From the butcher shop passage, list each circumstance Tommy gave when he told the narrator to leave on that Sunday.

▶ _EXTRACTED TEXT_:
————————

A few weeks passed, my depression worsened, then it came my turn to host my Bunco group.  I wanted to make shredded beef in the crock pot with a root beer barbecue sauce, so I ventured to the shop again.  I mentioned how I’d left my card there, they recognized me, and we chatted a bit:
“So . . . you want a job?”
“No, I have a job.”
“. . . You want money?”
“Typically people pay for education, but in an apprenticeship you trade work for knowledge.”
“You just . . . you just wanna learn?”
“Yeah.”
How old are you?”
“Twenty-eight.”
“Come in on Sunday; we open at 11.”

That Sunday I walked in to find only Tommy, the head butcher there. 
He looked at me and said, “You can’t be here; you gotta go.” 
I asked why. 
He said he didn’t know where the owner was, couldn’t get him on the phone, and didn’t know what was going on, but he couldn’t work the whole shop by himself and train me at the same time, so I had to go. 
He said to call in the middle of the week if I wanted to try again the next weekend. 
Knowing what I now know, I probably could have stuck around for half an hour and everyone else would have shown up; the guys occasionally sleep through their alarms.  Maybe Tommy was testing me, seeing if I was serious about wanting to be there.

————————

[Records from a collection]
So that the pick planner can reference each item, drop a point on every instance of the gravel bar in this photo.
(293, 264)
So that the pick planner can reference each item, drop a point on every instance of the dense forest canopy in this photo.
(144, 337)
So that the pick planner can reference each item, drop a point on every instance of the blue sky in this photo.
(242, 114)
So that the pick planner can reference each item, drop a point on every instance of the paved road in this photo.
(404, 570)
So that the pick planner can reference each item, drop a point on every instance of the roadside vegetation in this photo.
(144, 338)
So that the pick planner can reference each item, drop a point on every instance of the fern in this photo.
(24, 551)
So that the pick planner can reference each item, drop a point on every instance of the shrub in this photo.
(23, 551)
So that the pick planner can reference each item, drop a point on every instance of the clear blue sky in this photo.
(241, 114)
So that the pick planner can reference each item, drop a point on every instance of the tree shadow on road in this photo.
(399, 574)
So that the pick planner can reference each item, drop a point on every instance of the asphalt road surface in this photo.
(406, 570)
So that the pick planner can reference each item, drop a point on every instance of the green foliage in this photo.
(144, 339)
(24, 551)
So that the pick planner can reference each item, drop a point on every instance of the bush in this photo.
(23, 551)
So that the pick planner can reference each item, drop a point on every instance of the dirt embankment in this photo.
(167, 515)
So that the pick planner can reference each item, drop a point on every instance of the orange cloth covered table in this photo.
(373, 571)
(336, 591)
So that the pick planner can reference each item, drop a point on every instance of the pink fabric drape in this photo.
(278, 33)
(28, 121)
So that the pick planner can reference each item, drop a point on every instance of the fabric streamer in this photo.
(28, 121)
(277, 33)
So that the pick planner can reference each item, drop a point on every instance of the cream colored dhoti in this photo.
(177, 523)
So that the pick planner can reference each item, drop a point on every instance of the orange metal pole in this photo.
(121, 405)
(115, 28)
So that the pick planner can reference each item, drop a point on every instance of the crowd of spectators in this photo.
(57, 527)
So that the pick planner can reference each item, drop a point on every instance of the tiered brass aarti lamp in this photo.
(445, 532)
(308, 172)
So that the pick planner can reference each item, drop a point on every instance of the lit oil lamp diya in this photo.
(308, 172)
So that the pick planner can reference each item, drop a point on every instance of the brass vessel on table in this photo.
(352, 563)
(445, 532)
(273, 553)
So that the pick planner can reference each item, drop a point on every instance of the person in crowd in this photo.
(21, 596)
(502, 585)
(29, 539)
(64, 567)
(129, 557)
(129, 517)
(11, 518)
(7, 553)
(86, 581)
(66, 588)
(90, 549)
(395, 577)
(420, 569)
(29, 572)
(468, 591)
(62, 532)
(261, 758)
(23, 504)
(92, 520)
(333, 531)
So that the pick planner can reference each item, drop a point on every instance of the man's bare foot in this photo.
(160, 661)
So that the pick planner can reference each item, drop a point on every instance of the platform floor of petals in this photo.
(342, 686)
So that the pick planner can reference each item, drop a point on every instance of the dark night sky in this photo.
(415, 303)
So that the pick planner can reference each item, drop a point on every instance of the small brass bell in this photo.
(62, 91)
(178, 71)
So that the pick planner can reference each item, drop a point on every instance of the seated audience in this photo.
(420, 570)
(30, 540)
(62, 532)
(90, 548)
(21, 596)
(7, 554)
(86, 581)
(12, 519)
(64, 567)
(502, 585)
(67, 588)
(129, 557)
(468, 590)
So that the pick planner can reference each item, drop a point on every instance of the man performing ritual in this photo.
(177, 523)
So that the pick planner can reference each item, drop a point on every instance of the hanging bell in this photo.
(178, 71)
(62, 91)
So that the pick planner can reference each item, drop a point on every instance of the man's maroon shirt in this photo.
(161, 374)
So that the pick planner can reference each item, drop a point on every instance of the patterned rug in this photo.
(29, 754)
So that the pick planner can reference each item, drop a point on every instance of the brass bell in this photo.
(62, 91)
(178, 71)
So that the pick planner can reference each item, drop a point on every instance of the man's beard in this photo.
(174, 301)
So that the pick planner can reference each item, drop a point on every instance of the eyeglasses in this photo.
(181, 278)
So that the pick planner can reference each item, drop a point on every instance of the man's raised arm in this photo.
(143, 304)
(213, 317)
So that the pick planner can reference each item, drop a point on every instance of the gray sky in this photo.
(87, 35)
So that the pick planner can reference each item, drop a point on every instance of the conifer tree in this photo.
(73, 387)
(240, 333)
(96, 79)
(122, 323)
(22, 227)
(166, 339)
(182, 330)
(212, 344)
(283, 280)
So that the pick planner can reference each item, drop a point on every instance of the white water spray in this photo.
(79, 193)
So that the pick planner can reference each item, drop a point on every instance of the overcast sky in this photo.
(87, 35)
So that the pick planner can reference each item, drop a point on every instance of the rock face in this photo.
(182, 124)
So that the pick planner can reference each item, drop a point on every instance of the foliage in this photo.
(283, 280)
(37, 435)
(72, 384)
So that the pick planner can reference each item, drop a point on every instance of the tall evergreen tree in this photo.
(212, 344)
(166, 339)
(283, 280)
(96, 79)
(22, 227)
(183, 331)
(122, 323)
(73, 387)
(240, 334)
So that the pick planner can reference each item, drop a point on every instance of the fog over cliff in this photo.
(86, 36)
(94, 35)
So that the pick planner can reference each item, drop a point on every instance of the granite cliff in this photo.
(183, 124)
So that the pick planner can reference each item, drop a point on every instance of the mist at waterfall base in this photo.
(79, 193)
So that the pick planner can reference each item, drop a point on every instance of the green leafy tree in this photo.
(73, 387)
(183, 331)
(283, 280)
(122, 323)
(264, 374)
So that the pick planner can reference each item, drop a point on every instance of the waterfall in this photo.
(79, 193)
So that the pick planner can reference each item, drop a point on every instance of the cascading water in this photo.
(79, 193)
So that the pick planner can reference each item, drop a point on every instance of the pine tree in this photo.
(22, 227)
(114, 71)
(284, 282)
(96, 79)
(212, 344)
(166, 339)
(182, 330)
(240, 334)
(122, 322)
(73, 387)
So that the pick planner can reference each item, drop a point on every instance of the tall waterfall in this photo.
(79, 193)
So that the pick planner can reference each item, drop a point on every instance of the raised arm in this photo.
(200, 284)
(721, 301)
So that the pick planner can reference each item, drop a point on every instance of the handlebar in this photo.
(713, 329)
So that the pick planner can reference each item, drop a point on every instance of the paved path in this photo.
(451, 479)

————————

▶ _SOLUTION TO THIS EXERCISE_:
- He did not know where the owner was.
- He could not get the owner on the phone.
- He did not know what was going on.
- He could not work the whole shop by himself and train the narrator at the same time.